* **Dataset entries**
=== Section Start ===
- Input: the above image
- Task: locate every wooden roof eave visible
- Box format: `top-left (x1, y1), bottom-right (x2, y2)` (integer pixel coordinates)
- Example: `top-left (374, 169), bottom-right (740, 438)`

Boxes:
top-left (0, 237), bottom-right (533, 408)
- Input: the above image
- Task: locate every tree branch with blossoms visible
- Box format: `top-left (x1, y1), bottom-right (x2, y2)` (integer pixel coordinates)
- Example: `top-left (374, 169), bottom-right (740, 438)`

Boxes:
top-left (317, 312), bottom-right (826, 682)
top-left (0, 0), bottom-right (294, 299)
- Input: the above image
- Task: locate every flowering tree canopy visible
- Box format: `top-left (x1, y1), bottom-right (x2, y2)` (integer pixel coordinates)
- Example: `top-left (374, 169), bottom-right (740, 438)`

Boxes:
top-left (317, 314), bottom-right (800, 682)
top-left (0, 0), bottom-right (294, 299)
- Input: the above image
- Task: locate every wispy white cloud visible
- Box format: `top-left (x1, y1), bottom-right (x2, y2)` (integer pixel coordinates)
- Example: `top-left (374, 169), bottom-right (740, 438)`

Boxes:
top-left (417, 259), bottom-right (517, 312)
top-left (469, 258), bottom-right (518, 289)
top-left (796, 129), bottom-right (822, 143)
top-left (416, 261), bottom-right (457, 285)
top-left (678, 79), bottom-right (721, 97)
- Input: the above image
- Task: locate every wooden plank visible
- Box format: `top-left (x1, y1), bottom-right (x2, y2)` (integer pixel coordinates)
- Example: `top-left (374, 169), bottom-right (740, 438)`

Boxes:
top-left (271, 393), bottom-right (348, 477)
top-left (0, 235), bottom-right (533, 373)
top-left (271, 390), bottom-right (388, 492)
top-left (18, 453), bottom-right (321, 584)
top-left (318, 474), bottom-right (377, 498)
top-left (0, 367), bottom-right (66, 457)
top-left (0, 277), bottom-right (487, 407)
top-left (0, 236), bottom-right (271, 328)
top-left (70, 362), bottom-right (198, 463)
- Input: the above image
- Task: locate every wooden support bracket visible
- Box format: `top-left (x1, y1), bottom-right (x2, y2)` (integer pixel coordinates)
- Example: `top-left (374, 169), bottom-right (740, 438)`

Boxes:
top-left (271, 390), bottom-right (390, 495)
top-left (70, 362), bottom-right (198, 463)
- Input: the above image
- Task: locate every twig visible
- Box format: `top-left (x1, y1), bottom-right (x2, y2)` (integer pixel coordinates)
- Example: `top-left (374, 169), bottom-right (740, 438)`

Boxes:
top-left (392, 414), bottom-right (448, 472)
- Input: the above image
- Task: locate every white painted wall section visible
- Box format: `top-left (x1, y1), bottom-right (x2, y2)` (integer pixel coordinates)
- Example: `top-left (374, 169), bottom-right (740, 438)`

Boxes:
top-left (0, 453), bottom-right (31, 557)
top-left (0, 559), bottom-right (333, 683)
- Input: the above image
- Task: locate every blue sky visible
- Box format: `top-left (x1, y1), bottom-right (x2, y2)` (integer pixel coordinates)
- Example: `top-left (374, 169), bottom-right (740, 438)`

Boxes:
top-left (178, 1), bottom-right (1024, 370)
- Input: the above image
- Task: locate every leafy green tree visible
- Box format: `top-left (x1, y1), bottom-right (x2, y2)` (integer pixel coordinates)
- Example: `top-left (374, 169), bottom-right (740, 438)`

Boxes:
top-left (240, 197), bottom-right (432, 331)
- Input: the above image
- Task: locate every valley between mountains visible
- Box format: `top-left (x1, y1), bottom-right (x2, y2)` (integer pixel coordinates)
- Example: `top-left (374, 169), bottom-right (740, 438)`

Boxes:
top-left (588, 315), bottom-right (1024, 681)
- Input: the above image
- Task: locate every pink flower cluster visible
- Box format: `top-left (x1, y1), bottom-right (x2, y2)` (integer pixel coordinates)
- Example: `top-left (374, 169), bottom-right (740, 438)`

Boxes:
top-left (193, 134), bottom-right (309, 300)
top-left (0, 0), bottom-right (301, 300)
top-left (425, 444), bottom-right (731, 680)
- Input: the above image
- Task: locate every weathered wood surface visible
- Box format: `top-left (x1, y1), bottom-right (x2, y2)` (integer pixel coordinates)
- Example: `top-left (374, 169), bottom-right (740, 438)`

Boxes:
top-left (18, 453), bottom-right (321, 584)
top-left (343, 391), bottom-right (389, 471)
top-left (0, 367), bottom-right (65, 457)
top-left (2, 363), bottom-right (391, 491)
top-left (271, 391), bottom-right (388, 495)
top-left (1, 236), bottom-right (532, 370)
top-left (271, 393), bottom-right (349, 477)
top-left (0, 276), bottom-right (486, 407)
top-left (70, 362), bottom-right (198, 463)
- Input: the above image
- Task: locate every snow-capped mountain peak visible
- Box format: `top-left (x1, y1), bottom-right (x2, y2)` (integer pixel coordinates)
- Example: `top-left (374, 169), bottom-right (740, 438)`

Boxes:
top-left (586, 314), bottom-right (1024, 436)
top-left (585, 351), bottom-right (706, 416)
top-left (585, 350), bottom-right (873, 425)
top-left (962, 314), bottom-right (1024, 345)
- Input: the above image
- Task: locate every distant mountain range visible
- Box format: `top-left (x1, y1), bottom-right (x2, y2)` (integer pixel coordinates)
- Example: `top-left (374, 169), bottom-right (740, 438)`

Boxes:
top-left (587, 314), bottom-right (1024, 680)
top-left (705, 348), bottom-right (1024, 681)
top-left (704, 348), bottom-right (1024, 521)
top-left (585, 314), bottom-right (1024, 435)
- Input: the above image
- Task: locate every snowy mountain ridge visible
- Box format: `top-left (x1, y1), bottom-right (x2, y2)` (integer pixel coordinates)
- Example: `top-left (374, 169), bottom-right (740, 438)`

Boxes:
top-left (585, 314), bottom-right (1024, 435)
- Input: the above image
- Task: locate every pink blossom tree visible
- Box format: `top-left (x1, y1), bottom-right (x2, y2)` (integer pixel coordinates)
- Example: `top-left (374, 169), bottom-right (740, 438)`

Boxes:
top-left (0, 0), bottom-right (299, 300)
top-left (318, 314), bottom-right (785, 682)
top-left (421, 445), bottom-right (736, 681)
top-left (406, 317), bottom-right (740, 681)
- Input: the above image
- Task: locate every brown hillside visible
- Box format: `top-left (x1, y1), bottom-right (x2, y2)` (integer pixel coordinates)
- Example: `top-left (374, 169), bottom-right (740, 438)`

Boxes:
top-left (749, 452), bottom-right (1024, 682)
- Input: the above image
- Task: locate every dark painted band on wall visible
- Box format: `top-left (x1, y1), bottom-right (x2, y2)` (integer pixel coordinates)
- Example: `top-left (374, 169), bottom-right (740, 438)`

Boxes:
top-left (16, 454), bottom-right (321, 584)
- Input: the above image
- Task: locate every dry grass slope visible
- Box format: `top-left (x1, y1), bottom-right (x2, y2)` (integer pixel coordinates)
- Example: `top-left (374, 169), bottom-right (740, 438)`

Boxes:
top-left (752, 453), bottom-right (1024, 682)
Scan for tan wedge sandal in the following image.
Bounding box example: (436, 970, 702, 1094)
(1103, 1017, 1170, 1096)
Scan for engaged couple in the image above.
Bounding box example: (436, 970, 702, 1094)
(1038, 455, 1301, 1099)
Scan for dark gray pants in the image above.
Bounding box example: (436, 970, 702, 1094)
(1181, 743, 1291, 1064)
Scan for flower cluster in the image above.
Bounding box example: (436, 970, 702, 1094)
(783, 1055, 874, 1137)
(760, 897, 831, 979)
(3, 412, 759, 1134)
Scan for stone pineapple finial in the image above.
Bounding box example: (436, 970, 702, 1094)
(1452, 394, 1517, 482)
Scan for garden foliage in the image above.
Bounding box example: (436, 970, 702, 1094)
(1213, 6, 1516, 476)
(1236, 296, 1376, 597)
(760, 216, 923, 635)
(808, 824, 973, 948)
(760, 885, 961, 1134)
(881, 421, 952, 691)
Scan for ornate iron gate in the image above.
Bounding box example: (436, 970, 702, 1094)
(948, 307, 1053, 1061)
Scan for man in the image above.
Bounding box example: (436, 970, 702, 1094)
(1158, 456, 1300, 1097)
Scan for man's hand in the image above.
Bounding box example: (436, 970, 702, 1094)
=== Section End ===
List the lines of the entries that include "pink".

* **Answer box**
- Task: locate every pink flower cluster visible
- Task: locate every pink blossom tree visible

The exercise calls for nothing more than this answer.